Exercise set -
(1) From the post about AI as an extraction machine, list every word that follows "whose" in the authors' quoted remark from the interview.
(2) Continue the post about AI as an extraction machine, picking up after its final sentence about GPT-4 learning to "see" the world.

Page extract -

AI is a machine for mining humans. Guess where the coalface is…

Three research leads at the Fairwork project have written a book on the how AI functions as a machine to extract value from human labour… and direct the flow of that wealth upwards.

As the authors note in an inteview:

The extraction machine for us is a metaphor that allows us to think much more about whose labour, whose resources, whose energy, whose time, went into that process. The book is an attempt to go from this surface level appearance of a sleek webpage or the images of neural networks, to actually look at the embodied reality of when this comes to your workplace, what does AI look like and how does it interact with people?

[I] think a lot of people would be surprised to learn that 80% of the work behind AI products is actually data annotation, not machine-learning engineering. And if you take the example of an autonomous vehicle, one hour of video data requires 800 human hours of data annotation. So it’s an incredibly intensive form of work.

https://www.theguardian.com/technology/article/2024/jul/06/james-muldoon-mark-graham-callum-cant-ai-artificial-intelligence-human-work-exploitation-fairwork-feeding-machine

This is something that I highlighted in God-Like, and have been very keen to surface for people interested in the wider impacts of AI. These systems have major environmental issues with the carbon cost of powering them, and also major social justice issues with the kinds of labour that they depended on. The ages-old colonial problem of wealth extraction is happening again, and again these are impacts that are too-much hidden from those benefiting in the west.

One of the major changes with GPT-4 was that it went beyond text to be able to handle images. There is another evolutionary dimension here. It is one thing to be able to read and write; another to be able to ‘see’ the world, and be able to paint or draw.

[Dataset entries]
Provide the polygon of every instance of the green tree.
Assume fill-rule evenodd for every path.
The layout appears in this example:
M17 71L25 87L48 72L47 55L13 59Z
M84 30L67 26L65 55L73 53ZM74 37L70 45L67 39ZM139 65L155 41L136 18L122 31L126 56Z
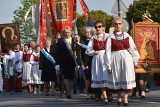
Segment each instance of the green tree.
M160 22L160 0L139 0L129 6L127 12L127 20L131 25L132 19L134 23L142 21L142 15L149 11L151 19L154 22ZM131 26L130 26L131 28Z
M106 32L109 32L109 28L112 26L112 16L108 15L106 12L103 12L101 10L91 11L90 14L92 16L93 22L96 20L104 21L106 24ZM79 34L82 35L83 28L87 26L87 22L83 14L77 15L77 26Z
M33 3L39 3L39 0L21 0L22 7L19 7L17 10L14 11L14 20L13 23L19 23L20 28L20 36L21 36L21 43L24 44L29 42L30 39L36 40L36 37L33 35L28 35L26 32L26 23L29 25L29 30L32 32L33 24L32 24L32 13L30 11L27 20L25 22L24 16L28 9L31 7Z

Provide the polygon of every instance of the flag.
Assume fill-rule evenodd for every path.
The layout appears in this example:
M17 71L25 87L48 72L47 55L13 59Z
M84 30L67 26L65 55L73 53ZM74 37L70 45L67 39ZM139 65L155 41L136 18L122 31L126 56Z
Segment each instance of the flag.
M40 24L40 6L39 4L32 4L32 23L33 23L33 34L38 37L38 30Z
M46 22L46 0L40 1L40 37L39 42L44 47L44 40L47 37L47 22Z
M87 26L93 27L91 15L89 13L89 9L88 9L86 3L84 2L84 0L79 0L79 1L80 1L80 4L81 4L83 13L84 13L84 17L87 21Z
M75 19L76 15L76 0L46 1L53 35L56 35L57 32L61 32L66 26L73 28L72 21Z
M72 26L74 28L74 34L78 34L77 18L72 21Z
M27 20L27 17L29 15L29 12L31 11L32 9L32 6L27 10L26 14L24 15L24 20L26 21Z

Results for each task -
(1) labour, resources, energy, time

(2)
But OpenAI had a problem. How do you train an AI to recognise images of torture, of child abuse, of bloody violence and extreme pornography? Their solution: you hire huge numbers of people to look at the images, and flag them, telling the AI what it is that it is seeing. But how then do you afford to employ these people, especially when in 2020 Facebook was forced to pay $52m to US content moderators suffering PTSD? Their answer: you go to Kenya. You pay people less than $2 per hour. Perhaps you presume — perhaps because of some unconscious bias — that they won’t experience pain or trauma in the same way as the white Westerners who wrote Wikipedia. Digital sweatshops in the global south. Huge amounts of cheap, grim human labour to make the miracle machines give better results and consume more jobs, more to line the pockets of a few huge companies.

God-Like, p.94.

As you may have picked up, Tripp Fuller and I have been conducting expert interviews around the issues in the book, as part of a series of conversations to help people understand the issues in play.

As part of that, I’ve sought out voices from the developing world to speak to the problem of off-shoring labour-intensive and often traumatising data annotation to poorly paid workers in digital sweat-shops, often in East Africa. Frustrating that we’ve not managed to find a time to get something recorded – and that’s partly because of local factors that have rightly pulled time resources for people in the region – but be assured that the line-up we’ve invited has been, from the outset, committed to keeping a balance of voices!